• [Directions for this task]
Please write out the data that follows, word for word.
START Data for this task
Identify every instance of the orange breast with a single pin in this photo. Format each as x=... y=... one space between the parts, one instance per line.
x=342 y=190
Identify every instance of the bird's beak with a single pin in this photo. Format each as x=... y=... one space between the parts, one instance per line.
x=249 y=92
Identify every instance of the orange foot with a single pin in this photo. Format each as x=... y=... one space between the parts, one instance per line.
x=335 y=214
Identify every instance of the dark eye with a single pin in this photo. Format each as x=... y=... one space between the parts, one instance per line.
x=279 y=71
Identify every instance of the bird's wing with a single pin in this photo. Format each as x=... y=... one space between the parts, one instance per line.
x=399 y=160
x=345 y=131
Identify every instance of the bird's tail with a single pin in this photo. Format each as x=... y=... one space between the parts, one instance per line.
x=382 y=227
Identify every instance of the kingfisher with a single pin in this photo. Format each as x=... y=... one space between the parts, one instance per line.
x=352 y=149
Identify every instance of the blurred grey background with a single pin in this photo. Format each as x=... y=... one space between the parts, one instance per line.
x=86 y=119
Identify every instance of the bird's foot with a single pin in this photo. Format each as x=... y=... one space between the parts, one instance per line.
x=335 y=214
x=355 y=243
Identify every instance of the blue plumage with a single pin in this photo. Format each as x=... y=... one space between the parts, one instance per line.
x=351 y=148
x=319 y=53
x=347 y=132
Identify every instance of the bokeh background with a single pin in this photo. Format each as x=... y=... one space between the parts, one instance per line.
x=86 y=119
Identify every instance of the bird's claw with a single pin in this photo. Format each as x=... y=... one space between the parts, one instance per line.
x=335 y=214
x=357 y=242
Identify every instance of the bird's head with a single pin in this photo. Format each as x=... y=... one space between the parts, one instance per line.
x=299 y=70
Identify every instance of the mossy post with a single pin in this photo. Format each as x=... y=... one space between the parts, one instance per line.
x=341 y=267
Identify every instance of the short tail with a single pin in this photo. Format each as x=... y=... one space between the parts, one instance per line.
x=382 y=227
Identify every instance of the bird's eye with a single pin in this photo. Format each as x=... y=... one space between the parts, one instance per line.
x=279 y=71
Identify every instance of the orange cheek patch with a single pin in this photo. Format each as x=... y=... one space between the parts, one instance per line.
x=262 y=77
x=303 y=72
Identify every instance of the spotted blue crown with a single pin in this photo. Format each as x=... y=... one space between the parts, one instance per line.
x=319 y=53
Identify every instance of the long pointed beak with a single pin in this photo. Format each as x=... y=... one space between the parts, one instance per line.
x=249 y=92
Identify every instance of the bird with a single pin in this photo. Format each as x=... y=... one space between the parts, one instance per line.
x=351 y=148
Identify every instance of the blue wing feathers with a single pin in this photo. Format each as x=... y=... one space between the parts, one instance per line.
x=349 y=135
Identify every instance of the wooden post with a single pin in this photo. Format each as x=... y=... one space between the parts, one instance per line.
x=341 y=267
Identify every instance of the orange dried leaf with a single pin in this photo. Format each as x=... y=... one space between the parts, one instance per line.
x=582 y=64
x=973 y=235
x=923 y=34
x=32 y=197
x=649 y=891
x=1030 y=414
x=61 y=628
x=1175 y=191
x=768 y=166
END Data for this task
• [Final answer]
Identify every instance of the orange breast with a single pin in this photo. Format each as x=... y=... one space between the parts, one instance per line.
x=342 y=190
Identify every instance of the bird's beak with a single pin in this photo. Format each as x=... y=... one space between the parts, one instance per line.
x=249 y=92
Identify every instance of the orange foot with a single pin in this photo. Format each as x=... y=... one space between the parts, one instance per line.
x=335 y=214
Identify every instance of the dark eye with a single pin in this photo. Format each as x=... y=... one space between the parts, one instance per line.
x=279 y=71
Identify every instance of the bird's wing with a single pin in this photo. Format each as x=... y=... one space between the parts, one instance per line.
x=399 y=160
x=345 y=131
Identify every instance of the bird's tail with a single pin in this photo. Format each as x=... y=... one space between the parts, one instance per line.
x=382 y=227
Identify every instance of the kingfisher with a single pin in this photo. Format each as x=... y=... one space between the parts, one instance per line.
x=352 y=149
Identify every instance of the blurred grey background with a single pin in this photo. Format each as x=... y=... one space between the parts, one instance per line.
x=86 y=119
Identify every instance of the bird's foot with a single pin in this photo. Format each as x=... y=... one space between the parts, one instance per line.
x=335 y=214
x=355 y=243
Identify every instance of the blue plumage with a single pin in this photo. Format each as x=... y=... one space between the parts, one instance per line.
x=351 y=148
x=319 y=53
x=347 y=132
Identify every instance of the bokeh background with a single pin in this photo. Format each as x=... y=... one space between the parts, one instance per line.
x=86 y=119
Identify every instance of the bird's claw with a single pin in this photo. Format each as x=... y=... one space between the parts, one instance per line.
x=335 y=214
x=357 y=242
Identify every instance of the bird's head with a single pin in this photo. Format each as x=... y=... one space between the parts, one instance per line.
x=299 y=70
Identify every instance of the mossy post with a single pin in this photo. Format each as x=... y=... one space between the parts, one instance per line.
x=341 y=267
Identify every instance of the short tail with a single pin in this photo. Format each as x=... y=... one space between the parts, one instance per line.
x=382 y=227
Identify every instance of the bird's eye with a single pin in this photo. Format each as x=... y=... one space between the parts, one instance per line.
x=279 y=71
Identify every instance of the orange cheek patch with a single pin in this photo. Format each as x=... y=... one space between the parts, one instance per line.
x=262 y=77
x=303 y=72
Identify every instance of the spotted blue crown with a single pin in this photo. Format each as x=... y=... one space between the parts, one instance per line.
x=319 y=53
Identify every instance of the long pointed beak with a single pin in this photo. Format each as x=... y=... one space between the parts, one instance per line.
x=249 y=92
Identify every instance of the bird with a single pin in this photo. Format each as x=... y=... one space between the parts, one instance per line.
x=351 y=148
Identify every instance of the blue wing feathers with a single pin in this photo. Format each as x=... y=... one space between the parts, one instance per line.
x=349 y=135
Identify every instance of the wooden post with a single pin in this photo. Format each as x=... y=... one space between the parts, one instance per line.
x=341 y=267
Identify every instance of the orange dried leaf with a single pin in this photo. Format each as x=... y=... one space between the parts, one instance per line.
x=582 y=64
x=973 y=235
x=923 y=34
x=32 y=197
x=649 y=891
x=1030 y=414
x=61 y=628
x=1175 y=191
x=768 y=166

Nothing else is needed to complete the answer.